Your response should give back each record exactly, word for word.

-----

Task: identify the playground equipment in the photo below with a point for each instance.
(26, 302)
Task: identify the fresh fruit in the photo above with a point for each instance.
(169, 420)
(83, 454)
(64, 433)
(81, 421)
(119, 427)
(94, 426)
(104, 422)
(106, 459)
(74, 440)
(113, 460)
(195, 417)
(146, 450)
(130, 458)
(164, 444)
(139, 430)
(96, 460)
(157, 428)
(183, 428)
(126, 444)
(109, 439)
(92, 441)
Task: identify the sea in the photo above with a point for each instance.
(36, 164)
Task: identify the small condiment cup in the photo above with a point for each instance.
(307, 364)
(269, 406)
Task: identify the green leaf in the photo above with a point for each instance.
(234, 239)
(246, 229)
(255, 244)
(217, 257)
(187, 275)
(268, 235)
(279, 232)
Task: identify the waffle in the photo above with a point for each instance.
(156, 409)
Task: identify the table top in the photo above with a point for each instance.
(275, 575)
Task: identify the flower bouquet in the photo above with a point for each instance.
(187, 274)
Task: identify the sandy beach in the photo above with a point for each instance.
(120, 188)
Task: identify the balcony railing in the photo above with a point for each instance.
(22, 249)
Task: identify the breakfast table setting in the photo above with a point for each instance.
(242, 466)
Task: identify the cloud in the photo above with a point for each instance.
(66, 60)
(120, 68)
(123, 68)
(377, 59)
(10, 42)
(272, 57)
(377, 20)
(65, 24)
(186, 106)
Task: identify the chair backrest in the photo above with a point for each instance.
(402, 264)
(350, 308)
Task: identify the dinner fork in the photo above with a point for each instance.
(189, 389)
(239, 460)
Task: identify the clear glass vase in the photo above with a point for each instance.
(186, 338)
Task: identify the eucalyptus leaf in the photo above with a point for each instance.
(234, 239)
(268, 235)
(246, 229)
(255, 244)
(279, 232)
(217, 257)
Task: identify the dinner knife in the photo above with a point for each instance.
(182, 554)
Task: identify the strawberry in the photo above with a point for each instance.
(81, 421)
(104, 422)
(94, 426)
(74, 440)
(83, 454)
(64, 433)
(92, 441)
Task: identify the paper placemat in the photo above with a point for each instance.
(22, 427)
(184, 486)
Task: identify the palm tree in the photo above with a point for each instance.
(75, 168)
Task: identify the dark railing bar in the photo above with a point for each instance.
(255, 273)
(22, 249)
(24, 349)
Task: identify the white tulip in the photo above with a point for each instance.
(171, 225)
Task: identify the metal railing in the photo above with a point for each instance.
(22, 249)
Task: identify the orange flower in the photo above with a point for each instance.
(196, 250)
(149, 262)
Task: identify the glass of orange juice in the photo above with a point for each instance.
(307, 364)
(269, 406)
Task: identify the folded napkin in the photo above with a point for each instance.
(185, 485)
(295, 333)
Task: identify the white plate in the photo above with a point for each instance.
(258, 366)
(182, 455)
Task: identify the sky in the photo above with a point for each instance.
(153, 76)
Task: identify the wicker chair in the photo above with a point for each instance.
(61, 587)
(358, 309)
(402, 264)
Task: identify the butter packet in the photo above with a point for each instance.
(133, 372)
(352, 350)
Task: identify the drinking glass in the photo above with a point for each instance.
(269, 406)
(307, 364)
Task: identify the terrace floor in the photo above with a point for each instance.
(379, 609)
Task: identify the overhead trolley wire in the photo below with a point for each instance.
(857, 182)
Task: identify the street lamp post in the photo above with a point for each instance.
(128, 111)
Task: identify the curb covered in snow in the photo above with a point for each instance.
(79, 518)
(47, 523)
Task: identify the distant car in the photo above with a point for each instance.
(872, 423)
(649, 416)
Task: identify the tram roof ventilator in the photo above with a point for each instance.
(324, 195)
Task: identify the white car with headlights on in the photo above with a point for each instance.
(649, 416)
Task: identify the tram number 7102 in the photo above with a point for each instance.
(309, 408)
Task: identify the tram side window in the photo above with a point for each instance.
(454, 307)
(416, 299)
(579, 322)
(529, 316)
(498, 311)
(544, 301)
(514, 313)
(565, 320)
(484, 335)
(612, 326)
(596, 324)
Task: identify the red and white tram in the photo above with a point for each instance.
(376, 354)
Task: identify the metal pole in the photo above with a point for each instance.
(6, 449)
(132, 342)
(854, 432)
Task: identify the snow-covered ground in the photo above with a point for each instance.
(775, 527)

-----

**Output for this exercise**
Task: identify the playground equipment in the photo below with a point for each instance.
(26, 302)
Task: identify the fresh fruit in the photo above with a point for each instance.
(169, 420)
(83, 454)
(64, 433)
(81, 421)
(119, 427)
(94, 426)
(104, 422)
(106, 459)
(74, 440)
(113, 460)
(195, 417)
(146, 450)
(130, 458)
(164, 444)
(139, 430)
(96, 460)
(157, 428)
(183, 428)
(126, 444)
(109, 439)
(92, 441)
Task: identify the sea in the photo above with a point for each instance.
(36, 164)
Task: identify the small condiment cup in the photo above with a point for each instance.
(307, 364)
(269, 406)
Task: identify the green leaf in the photo above with a point for each instance.
(234, 239)
(246, 229)
(255, 244)
(217, 257)
(187, 275)
(268, 235)
(279, 232)
Task: identify the waffle in the photo above with a point for each instance.
(156, 409)
Task: identify the table top in the photo above with a point for each instance.
(275, 575)
Task: identify the flower bouquet in the photo above with a point for each instance.
(187, 274)
Task: identify the sandy beach in the photo above with a point for each instance.
(120, 188)
Task: identify the balcony railing in the photo above with a point for each instance.
(22, 249)
Task: identify the breakfast table setting in the photo above with a point for each instance.
(242, 466)
Task: identify the cloud in the photo above with a point for each instance.
(66, 60)
(120, 68)
(123, 68)
(377, 59)
(10, 42)
(272, 57)
(377, 20)
(65, 24)
(186, 106)
Task: identify the chair backrest in the photo above with a point for each instance.
(402, 264)
(350, 308)
Task: identify the dinner fork in the photo above with a point for each instance.
(189, 389)
(239, 460)
Task: identify the clear glass vase in the photo above with a point for each instance.
(186, 338)
Task: identify the eucalyptus leaf in the photo above with a point for each instance.
(234, 239)
(268, 235)
(246, 229)
(255, 244)
(279, 232)
(217, 257)
Task: identify the dinner knife in the photo above with a point for each instance.
(182, 554)
Task: identify the strawberry in the photo above with a point for each instance.
(81, 421)
(104, 422)
(94, 426)
(74, 440)
(83, 454)
(64, 433)
(92, 441)
Task: identify the paper placemat in the photo above with a point for each instance.
(22, 427)
(184, 486)
Task: identify the palm tree in the photo above with a point for each instance.
(75, 168)
Task: identify the dark railing bar in the photo above with a point for each instance.
(255, 273)
(22, 249)
(24, 349)
Task: identify the white tulip in the photo above with a point for each instance.
(171, 225)
Task: identify the metal railing in the photo above with a point for each instance.
(22, 249)
Task: identify the orange flower in the photo above with a point for each instance.
(196, 250)
(149, 262)
Task: identify the glass of orange juice in the photo above with a point for each instance.
(307, 364)
(269, 406)
Task: identify the folded napkin in the photo above with a point for each instance.
(185, 485)
(295, 333)
Task: identify the white plate in the photo above with a point for each instance.
(258, 366)
(182, 455)
Task: identify the sky in the photo above with a point for each instance.
(153, 76)
Task: identify the wicker chair in the photo above with a point for each instance.
(61, 587)
(358, 309)
(402, 264)
Task: identify the butter packet in the photo above with a point for each instance.
(133, 372)
(352, 350)
Task: identify the drinking glass in the photo above with a point for each instance.
(269, 406)
(307, 364)
Task: identify the terrace floor in the photo above with a point for each instance.
(379, 609)
Task: identify the overhead trolley wire in the photo below with a point for each instance.
(857, 182)
Task: identify the street lamp post in the photo above with a point for each instance.
(128, 111)
Task: identify the curb covered in snow in the photo above with a point for each instance.
(79, 518)
(47, 523)
Task: identify the distant car in the photo above with a point for each instance.
(872, 423)
(649, 416)
Task: identify the tram roof ventilator in the photo above with a point for each instance.
(324, 195)
Task: identify the white car with headlights on in the photo above with a point for each instance.
(649, 416)
Task: identify the tram number 7102 in the photo above with a point for each instance.
(309, 408)
Task: identify the tram side window in the photo above with a point for each instance.
(454, 307)
(416, 299)
(579, 322)
(529, 316)
(498, 311)
(544, 301)
(514, 313)
(565, 320)
(484, 335)
(612, 326)
(596, 324)
Task: identify the red and white tram in the photo above with a point for each instance.
(376, 354)
Task: identify the metal pole in the photo above with a point for each instance.
(6, 449)
(132, 342)
(854, 432)
Task: identify the snow-covered ground in the photo above with a point for each instance.
(775, 527)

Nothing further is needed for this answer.